──────── Supplied data ────────

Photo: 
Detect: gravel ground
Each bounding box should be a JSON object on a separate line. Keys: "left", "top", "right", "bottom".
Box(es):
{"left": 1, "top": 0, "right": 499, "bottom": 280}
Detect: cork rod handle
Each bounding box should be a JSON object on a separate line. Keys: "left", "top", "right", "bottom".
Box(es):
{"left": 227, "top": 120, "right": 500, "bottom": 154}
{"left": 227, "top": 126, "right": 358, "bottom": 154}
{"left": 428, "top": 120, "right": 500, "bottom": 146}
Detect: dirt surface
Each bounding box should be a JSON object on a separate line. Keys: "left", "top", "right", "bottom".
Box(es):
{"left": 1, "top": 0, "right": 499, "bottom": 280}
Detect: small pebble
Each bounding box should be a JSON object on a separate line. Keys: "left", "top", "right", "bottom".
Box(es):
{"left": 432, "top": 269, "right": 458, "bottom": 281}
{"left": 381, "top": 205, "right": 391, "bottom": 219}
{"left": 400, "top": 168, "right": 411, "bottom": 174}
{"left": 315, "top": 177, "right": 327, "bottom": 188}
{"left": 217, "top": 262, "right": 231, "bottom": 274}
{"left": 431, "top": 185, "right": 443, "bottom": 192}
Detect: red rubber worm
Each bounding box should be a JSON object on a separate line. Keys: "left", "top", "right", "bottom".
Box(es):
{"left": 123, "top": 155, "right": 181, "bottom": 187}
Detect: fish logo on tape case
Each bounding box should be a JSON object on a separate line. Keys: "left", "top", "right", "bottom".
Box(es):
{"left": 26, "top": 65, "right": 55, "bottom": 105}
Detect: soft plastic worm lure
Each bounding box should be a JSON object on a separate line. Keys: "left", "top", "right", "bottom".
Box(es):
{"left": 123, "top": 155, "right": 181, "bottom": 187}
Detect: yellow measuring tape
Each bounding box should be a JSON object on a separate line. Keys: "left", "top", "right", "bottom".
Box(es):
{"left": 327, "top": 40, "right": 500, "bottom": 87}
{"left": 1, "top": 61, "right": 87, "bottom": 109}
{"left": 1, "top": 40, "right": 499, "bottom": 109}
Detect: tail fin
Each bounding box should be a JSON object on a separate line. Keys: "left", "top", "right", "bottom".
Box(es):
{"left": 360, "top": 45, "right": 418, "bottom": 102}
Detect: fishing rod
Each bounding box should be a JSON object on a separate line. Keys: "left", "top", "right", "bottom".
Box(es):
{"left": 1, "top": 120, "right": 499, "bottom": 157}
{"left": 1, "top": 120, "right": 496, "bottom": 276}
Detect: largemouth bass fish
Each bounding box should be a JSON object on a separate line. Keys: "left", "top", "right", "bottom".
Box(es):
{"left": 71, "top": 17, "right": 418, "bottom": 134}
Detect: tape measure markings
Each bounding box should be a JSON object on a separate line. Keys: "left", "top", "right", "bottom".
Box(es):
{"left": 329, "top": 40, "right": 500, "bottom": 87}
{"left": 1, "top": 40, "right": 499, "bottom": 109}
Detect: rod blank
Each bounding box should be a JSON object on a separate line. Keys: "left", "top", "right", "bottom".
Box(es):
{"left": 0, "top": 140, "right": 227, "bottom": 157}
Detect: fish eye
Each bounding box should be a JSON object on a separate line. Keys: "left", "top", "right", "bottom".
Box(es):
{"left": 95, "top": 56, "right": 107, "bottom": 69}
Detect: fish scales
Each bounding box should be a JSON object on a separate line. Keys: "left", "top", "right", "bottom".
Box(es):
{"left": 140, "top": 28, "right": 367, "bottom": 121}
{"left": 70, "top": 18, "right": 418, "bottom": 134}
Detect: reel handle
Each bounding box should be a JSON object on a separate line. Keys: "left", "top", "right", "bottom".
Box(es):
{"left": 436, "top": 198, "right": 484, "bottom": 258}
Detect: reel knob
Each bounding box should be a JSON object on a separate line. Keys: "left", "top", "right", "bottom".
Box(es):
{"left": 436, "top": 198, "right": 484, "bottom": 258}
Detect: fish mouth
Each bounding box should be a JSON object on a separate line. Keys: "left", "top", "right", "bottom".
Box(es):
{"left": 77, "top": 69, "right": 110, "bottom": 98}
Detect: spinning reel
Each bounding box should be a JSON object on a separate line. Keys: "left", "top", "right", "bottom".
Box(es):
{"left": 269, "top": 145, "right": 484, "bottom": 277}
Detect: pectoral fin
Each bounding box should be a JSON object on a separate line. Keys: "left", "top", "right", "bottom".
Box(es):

────────

All of the lines above that carry the string "handle" need to be found and copied.

■ **Task result**:
Detect: cork rod handle
Detect: reel handle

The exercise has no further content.